= TASK STATEMENT =
Please return each line of the listing below exactly as written.

= PROVIDED ENTRIES =

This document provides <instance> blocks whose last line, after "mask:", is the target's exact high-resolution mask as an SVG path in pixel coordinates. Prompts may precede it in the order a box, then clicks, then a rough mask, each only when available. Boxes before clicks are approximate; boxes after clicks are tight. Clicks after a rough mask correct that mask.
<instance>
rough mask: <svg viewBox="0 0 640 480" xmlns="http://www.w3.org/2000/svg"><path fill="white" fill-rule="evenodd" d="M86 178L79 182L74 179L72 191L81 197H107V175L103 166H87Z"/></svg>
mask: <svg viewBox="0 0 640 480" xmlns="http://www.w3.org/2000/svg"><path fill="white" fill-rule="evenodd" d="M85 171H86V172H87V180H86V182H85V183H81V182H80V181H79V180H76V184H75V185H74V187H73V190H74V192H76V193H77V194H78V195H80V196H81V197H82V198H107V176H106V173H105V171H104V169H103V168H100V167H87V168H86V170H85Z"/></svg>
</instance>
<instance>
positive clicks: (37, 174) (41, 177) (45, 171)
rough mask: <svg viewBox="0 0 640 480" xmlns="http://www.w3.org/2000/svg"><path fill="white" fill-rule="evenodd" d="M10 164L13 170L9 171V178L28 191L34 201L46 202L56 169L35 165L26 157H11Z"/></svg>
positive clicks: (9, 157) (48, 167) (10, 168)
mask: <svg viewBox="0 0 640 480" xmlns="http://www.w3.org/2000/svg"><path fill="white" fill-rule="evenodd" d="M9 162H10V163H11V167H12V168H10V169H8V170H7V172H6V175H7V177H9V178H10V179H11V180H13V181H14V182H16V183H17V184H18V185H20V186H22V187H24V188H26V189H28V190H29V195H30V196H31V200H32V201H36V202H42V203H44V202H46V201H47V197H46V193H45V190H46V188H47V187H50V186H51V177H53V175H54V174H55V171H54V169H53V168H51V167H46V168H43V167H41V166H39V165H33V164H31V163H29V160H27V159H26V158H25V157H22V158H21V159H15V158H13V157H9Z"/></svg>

= SOLUTION FOR THIS PROBLEM =
This document provides <instance> blocks whose last line, after "mask:", is the target's exact high-resolution mask as an SVG path in pixel coordinates. Prompts may precede it in the order a box, then clicks, then a rough mask, each only when available. Boxes before clicks are approximate; boxes after clicks are tight. Clicks after a rough mask correct that mask.
<instance>
rough mask: <svg viewBox="0 0 640 480" xmlns="http://www.w3.org/2000/svg"><path fill="white" fill-rule="evenodd" d="M86 178L79 182L74 179L72 191L81 197H107V175L103 166H87Z"/></svg>
mask: <svg viewBox="0 0 640 480" xmlns="http://www.w3.org/2000/svg"><path fill="white" fill-rule="evenodd" d="M85 171H86V172H87V180H86V182H85V183H81V182H80V181H79V180H76V184H75V185H74V187H73V190H74V192H76V193H77V194H78V195H80V196H81V197H82V198H107V176H106V173H105V171H104V169H103V168H100V167H87V168H86V170H85Z"/></svg>
</instance>
<instance>
positive clicks: (37, 174) (41, 177) (45, 171)
rough mask: <svg viewBox="0 0 640 480" xmlns="http://www.w3.org/2000/svg"><path fill="white" fill-rule="evenodd" d="M10 164L13 170L9 171V178L28 191L34 201L46 202L56 169L35 165L26 157H11Z"/></svg>
positive clicks: (9, 157) (48, 167) (10, 168)
mask: <svg viewBox="0 0 640 480" xmlns="http://www.w3.org/2000/svg"><path fill="white" fill-rule="evenodd" d="M9 162H10V163H11V167H12V168H10V169H8V170H7V172H6V175H7V177H9V178H10V179H11V180H13V181H14V182H16V183H17V184H18V185H20V186H22V187H24V188H26V189H28V190H29V195H30V196H31V200H32V201H36V202H42V203H44V202H46V201H47V197H46V193H45V190H46V188H47V187H50V186H51V177H53V175H54V174H55V171H54V169H53V168H51V167H46V168H43V167H41V166H39V165H33V164H31V163H29V160H27V159H26V158H25V157H22V158H21V159H15V158H13V157H9Z"/></svg>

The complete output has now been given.